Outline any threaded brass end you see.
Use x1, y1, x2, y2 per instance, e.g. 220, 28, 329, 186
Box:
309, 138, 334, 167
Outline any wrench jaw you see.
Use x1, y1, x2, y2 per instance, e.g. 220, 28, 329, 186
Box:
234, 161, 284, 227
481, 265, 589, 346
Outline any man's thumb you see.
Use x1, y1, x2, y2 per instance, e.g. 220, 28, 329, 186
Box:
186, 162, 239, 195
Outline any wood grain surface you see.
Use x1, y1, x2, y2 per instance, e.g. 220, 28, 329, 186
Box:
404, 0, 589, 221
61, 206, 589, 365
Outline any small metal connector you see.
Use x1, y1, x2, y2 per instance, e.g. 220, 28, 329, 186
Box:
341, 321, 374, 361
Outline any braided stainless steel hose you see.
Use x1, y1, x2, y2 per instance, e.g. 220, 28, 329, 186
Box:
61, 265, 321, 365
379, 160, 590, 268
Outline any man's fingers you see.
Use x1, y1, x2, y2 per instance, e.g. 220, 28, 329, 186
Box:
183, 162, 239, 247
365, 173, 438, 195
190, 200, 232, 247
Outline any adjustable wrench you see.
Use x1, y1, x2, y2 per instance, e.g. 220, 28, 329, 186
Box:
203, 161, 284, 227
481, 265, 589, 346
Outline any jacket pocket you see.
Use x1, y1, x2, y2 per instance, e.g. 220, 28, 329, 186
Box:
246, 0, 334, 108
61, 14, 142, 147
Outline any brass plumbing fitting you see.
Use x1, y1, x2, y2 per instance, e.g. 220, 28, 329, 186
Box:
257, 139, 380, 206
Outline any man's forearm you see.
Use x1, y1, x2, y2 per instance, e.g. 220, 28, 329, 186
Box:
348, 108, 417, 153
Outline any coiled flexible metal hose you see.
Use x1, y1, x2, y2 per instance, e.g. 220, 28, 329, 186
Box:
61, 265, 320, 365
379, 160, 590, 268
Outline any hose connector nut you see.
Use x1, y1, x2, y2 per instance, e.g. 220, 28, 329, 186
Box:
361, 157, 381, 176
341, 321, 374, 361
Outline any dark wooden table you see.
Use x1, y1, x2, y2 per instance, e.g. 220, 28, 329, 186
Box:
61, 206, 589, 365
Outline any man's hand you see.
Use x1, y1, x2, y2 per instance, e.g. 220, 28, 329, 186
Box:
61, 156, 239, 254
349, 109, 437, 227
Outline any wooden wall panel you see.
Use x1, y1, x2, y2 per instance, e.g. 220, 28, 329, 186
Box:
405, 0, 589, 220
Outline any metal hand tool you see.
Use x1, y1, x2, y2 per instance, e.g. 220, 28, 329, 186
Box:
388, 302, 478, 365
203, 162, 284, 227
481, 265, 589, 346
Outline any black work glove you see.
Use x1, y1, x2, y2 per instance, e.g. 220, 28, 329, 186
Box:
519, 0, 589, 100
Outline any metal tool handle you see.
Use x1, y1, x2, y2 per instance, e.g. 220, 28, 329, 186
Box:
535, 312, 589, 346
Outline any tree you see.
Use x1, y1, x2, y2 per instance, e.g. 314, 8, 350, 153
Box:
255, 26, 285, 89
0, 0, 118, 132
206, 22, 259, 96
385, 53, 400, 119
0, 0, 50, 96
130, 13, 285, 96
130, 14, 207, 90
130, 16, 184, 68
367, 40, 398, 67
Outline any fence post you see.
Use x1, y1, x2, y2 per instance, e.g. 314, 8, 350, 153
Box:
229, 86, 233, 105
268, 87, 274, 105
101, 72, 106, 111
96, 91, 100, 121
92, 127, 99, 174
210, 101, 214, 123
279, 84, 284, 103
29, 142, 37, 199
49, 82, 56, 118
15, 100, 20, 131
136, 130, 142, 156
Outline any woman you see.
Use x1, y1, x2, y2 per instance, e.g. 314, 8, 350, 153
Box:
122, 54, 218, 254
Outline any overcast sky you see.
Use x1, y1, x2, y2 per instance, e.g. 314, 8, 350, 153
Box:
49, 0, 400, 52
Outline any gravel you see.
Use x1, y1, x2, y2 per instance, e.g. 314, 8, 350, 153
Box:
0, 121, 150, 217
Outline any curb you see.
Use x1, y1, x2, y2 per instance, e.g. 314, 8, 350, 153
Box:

> **WHAT IS ASKED**:
Extract the full listing above and reproduce every line of it verbatim, in its original order.

> **TASK RESULT**:
Outline any threaded brass end you see.
Use x1, y1, x2, y2 per instance, e.g. 220, 28, 329, 186
Box:
309, 138, 334, 167
Outline any wrench jaw you see.
Use x1, y1, x2, y2 per instance, e.g. 220, 28, 329, 186
Box:
234, 161, 284, 227
481, 265, 589, 346
Outline any man's thumb you see.
Use x1, y1, x2, y2 per instance, e.g. 220, 28, 329, 186
Box:
186, 162, 239, 195
Outline any wood grain surface you see.
Use x1, y1, x2, y2 per instance, e.g. 220, 28, 329, 186
Box:
404, 0, 589, 221
61, 206, 589, 365
Outline any small metal connector you see.
Use x1, y1, x2, y2 per instance, e.g. 220, 28, 329, 186
Box:
341, 321, 374, 361
Outline any braided stainless steel hose you see.
Use x1, y1, x2, y2 per instance, e.g. 220, 28, 329, 186
Box:
61, 265, 321, 365
379, 160, 590, 268
Outline any man's fingers you see.
Use x1, y1, x2, y2 per instance, e.g. 220, 28, 329, 186
Box:
183, 162, 239, 247
365, 173, 438, 195
190, 200, 232, 247
Outline any adjustable wrench you see.
Use x1, y1, x2, y2 per instance, e.g. 220, 28, 329, 186
Box:
203, 161, 284, 227
481, 265, 589, 346
Outline any jacket pocket you see.
Use x1, y1, x2, y2 per instance, e.g. 220, 28, 329, 186
Box:
246, 0, 334, 108
61, 14, 142, 147
Outline any brass plumbing fitting you see.
Use x1, y1, x2, y2 per instance, e.g. 220, 28, 329, 186
Box:
257, 139, 380, 206
Outline any man's forearm you see.
Use x1, y1, x2, y2 per instance, e.g. 220, 28, 329, 186
Box:
348, 108, 417, 153
Outline any coiled flexible metal hose you see.
Use x1, y1, x2, y2 per instance, e.g. 220, 28, 329, 186
Box:
61, 265, 320, 365
379, 160, 590, 268
Outline any hose connector nut you see.
Use x1, y1, x2, y2 per instance, e.g. 220, 28, 329, 186
Box:
361, 157, 381, 176
341, 321, 374, 361
Outline any dark wooden table you see.
Use x1, y1, x2, y2 per instance, e.g. 220, 28, 329, 186
Box:
61, 206, 589, 365
Outline any man's hand you see.
Use x1, y1, x2, y2 per instance, e.g. 220, 28, 329, 186
Box:
61, 156, 239, 254
349, 109, 437, 227
Outline any wooden wall panel you see.
Use x1, y1, x2, y2 per instance, e.g. 220, 28, 329, 186
Box:
405, 0, 589, 220
Outline any metal hand tool you see.
Use x1, y1, x2, y2 per instance, e.g. 220, 28, 329, 186
Box:
388, 302, 478, 365
203, 162, 284, 227
481, 265, 589, 346
Outline any black work glove you see.
Use x1, y1, x2, y2 per instance, e.g. 220, 28, 329, 186
Box:
519, 0, 589, 100
Outline any metal tool handle you see.
Use x1, y1, x2, y2 per instance, e.g. 220, 28, 329, 186
Box:
535, 312, 589, 346
Outline any tree you see.
Use x1, y1, x2, y2 per instance, e.g. 314, 8, 350, 153
Box:
255, 26, 285, 89
0, 0, 118, 132
206, 22, 259, 96
385, 53, 400, 119
0, 0, 50, 96
130, 13, 285, 96
130, 14, 207, 90
130, 16, 184, 68
367, 40, 398, 67
Outline any fence post you see.
Use x1, y1, x2, y2 per instance, e.g. 314, 8, 350, 153
Box:
229, 86, 233, 105
268, 87, 274, 105
101, 72, 106, 111
96, 91, 100, 121
92, 127, 99, 174
210, 101, 214, 123
279, 84, 284, 103
29, 142, 37, 199
49, 82, 56, 118
15, 100, 20, 131
136, 130, 142, 156
Outline any woman you see.
Use x1, y1, x2, y2 per instance, e.g. 314, 8, 350, 153
Box:
122, 54, 218, 254
Outline any overcast sky you see.
Use x1, y1, x2, y2 per instance, e.g. 314, 8, 350, 153
Box:
49, 0, 400, 52
Outline any gravel you see.
Use x1, y1, x2, y2 per instance, e.g. 314, 8, 350, 153
Box:
0, 121, 150, 217
Outline any curb you see.
Use x1, y1, x2, y2 per instance, e.g. 314, 8, 350, 153
Box:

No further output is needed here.